_Arbeitsauftrag A_:
Schreibe aus dem Porträt über Clauss Dietel unten den Abschnitt wortgetreu ab, der mit den Worten „Clauss Dietel im Porträt Clauss“ beginnt und mit „sagt der Preisträger.“ endet.
_Arbeitsauftrag B_:
Welche Auszeichnung erhält Clauss Dietel laut dem Porträt unten am Donnerstag in Berlin?

_Dokument_:
####################

Clauss Dietel im Porträt Clauss Dietel im Porträt: Designer Dietel hat die DDR auf seine Art gestaltet

Chemnitz - Den Begriff Designer mag Clauss Dietel eigentlich nicht. Auch mit Formgestalter kann der Chemnitzer wenig anfangen. „Das ist eine Tautologie. Denn beim Gestalten entsteht immer eine Form“. Der bekannteste Vertreter dieser Zunft in Ostdeutschland nennt sich schlicht Gestalter. Lange blieb das Wirken Dietels und seiner Mitstreiter im vereinten Deutschland unterbelichtet. Im Alter von fast 80 Jahren wird Dietel nun eine späte Ehre zuteil. Am Donnerstag erhält er in Berlin den Designpreis der Bundesrepublik Deutschland für sein Lebenswerk. „Ich betrachte das als Würdigung für die Arbeit vieler Kollegen im Osten“, sagt der Preisträger.
Dietel hat Dinge gestaltet, die jeder Ostdeutsche aus der Vorwende-Ära kennt. Er war nicht nur am Entwurf des Wartburg 353 beteiligt, sondern konzipierte beispielsweise auch das Moped S 50, Erika-Schreibmaschinen oder das Farbkonzept zum Großen Saal der Chemnitzer Stadthalle. Das „Designerlexikon International“ würdigt seine Radio-Entwürfe. Dietel prägte den Begriff „Gebrauchspatina“: Wie lassen sich Gegenstände so gestalten, dass die täglichen Gebrauchsspuren den Dingen mit der Zeit quasi Leben einhauchen? Bei manchen Produkten kennt man den Effekt, dass sie ihre ästhetische Schönheit erst beim Altern entfalten.

####################

_Datenauszug_:

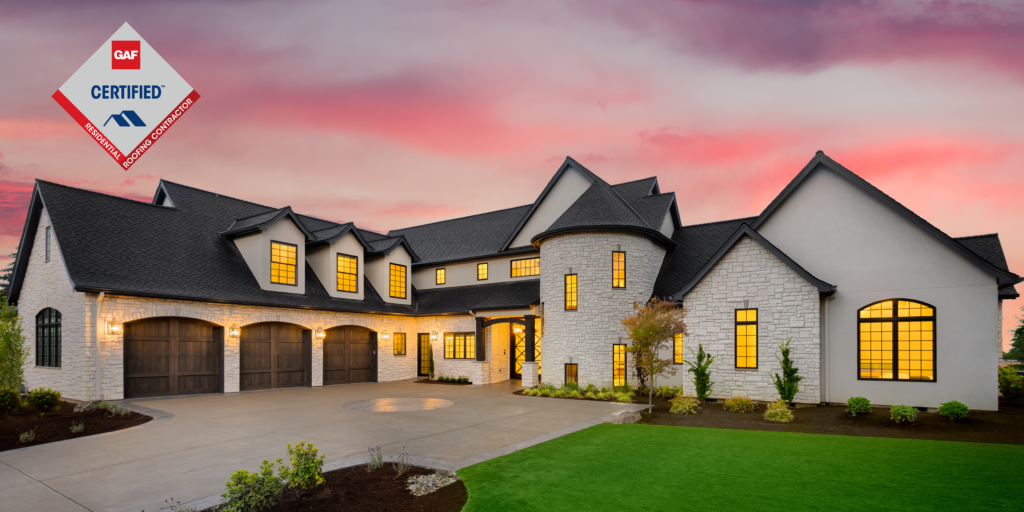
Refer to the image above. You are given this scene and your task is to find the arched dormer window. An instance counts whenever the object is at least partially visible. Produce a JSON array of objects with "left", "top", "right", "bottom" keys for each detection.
[
  {"left": 857, "top": 299, "right": 935, "bottom": 381},
  {"left": 36, "top": 307, "right": 60, "bottom": 367}
]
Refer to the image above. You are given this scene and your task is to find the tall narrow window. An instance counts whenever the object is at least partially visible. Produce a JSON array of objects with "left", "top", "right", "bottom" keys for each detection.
[
  {"left": 736, "top": 309, "right": 758, "bottom": 368},
  {"left": 565, "top": 362, "right": 580, "bottom": 385},
  {"left": 565, "top": 273, "right": 577, "bottom": 311},
  {"left": 270, "top": 242, "right": 298, "bottom": 285},
  {"left": 388, "top": 263, "right": 406, "bottom": 299},
  {"left": 857, "top": 299, "right": 935, "bottom": 381},
  {"left": 611, "top": 251, "right": 626, "bottom": 288},
  {"left": 672, "top": 333, "right": 683, "bottom": 365},
  {"left": 444, "top": 333, "right": 476, "bottom": 359},
  {"left": 36, "top": 307, "right": 60, "bottom": 367},
  {"left": 338, "top": 254, "right": 359, "bottom": 293},
  {"left": 512, "top": 258, "right": 541, "bottom": 278},
  {"left": 611, "top": 344, "right": 626, "bottom": 387}
]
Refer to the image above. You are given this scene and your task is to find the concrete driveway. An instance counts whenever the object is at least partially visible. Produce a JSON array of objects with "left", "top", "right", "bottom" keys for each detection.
[{"left": 0, "top": 381, "right": 639, "bottom": 512}]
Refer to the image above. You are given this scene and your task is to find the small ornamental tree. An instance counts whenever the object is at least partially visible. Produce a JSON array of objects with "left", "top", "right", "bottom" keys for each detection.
[
  {"left": 771, "top": 336, "right": 804, "bottom": 406},
  {"left": 623, "top": 298, "right": 686, "bottom": 406},
  {"left": 683, "top": 343, "right": 715, "bottom": 401},
  {"left": 0, "top": 296, "right": 29, "bottom": 391}
]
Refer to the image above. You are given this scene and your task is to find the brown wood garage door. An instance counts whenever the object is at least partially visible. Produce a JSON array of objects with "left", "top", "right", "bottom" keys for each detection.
[
  {"left": 240, "top": 324, "right": 311, "bottom": 391},
  {"left": 124, "top": 318, "right": 224, "bottom": 398},
  {"left": 324, "top": 327, "right": 377, "bottom": 386}
]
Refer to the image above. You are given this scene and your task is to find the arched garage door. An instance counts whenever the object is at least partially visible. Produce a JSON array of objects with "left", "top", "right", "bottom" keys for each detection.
[
  {"left": 124, "top": 317, "right": 224, "bottom": 398},
  {"left": 240, "top": 323, "right": 312, "bottom": 391},
  {"left": 324, "top": 327, "right": 377, "bottom": 386}
]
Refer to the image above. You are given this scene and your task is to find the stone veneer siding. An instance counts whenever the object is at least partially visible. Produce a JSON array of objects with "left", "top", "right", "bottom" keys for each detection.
[
  {"left": 679, "top": 237, "right": 821, "bottom": 403},
  {"left": 541, "top": 231, "right": 665, "bottom": 386}
]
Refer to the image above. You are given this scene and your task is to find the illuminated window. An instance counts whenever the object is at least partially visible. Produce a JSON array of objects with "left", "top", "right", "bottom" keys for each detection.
[
  {"left": 611, "top": 344, "right": 626, "bottom": 387},
  {"left": 857, "top": 299, "right": 935, "bottom": 381},
  {"left": 392, "top": 333, "right": 406, "bottom": 355},
  {"left": 390, "top": 263, "right": 406, "bottom": 299},
  {"left": 611, "top": 251, "right": 626, "bottom": 288},
  {"left": 672, "top": 333, "right": 683, "bottom": 365},
  {"left": 270, "top": 242, "right": 298, "bottom": 285},
  {"left": 565, "top": 273, "right": 577, "bottom": 310},
  {"left": 36, "top": 307, "right": 60, "bottom": 367},
  {"left": 512, "top": 258, "right": 541, "bottom": 278},
  {"left": 565, "top": 362, "right": 580, "bottom": 385},
  {"left": 444, "top": 333, "right": 476, "bottom": 359},
  {"left": 736, "top": 309, "right": 758, "bottom": 368},
  {"left": 338, "top": 254, "right": 359, "bottom": 293}
]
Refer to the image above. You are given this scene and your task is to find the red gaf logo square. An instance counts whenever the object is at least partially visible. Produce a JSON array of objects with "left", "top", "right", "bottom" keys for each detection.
[{"left": 111, "top": 41, "right": 142, "bottom": 70}]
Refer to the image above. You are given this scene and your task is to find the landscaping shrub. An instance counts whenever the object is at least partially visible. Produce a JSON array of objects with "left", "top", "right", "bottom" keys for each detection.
[
  {"left": 846, "top": 396, "right": 871, "bottom": 416},
  {"left": 29, "top": 387, "right": 60, "bottom": 416},
  {"left": 669, "top": 394, "right": 700, "bottom": 415},
  {"left": 0, "top": 389, "right": 22, "bottom": 416},
  {"left": 220, "top": 459, "right": 285, "bottom": 512},
  {"left": 939, "top": 400, "right": 971, "bottom": 420},
  {"left": 771, "top": 336, "right": 804, "bottom": 406},
  {"left": 683, "top": 344, "right": 715, "bottom": 401},
  {"left": 889, "top": 406, "right": 918, "bottom": 425},
  {"left": 281, "top": 441, "right": 325, "bottom": 495},
  {"left": 999, "top": 368, "right": 1024, "bottom": 403},
  {"left": 722, "top": 396, "right": 757, "bottom": 413},
  {"left": 765, "top": 399, "right": 793, "bottom": 423}
]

####################

_Schriftliche Antwort A_:
Clauss Dietel im Porträt Clauss Dietel im Porträt: Designer Dietel hat die DDR auf seine Art gestaltet

Chemnitz - Den Begriff Designer mag Clauss Dietel eigentlich nicht. Auch mit Formgestalter kann der Chemnitzer wenig anfangen. „Das ist eine Tautologie. Denn beim Gestalten entsteht immer eine Form“. Der bekannteste Vertreter dieser Zunft in Ostdeutschland nennt sich schlicht Gestalter. Lange blieb das Wirken Dietels und seiner Mitstreiter im vereinten Deutschland unterbelichtet. Im Alter von fast 80 Jahren wird Dietel nun eine späte Ehre zuteil. Am Donnerstag erhält er in Berlin den Designpreis der Bundesrepublik Deutschland für sein Lebenswerk. „Ich betrachte das als Würdigung für die Arbeit vieler Kollegen im Osten“, sagt der Preisträger.

_Schriftliche Antwort B_:
Den Designpreis der Bundesrepublik Deutschland für sein Lebenswerk.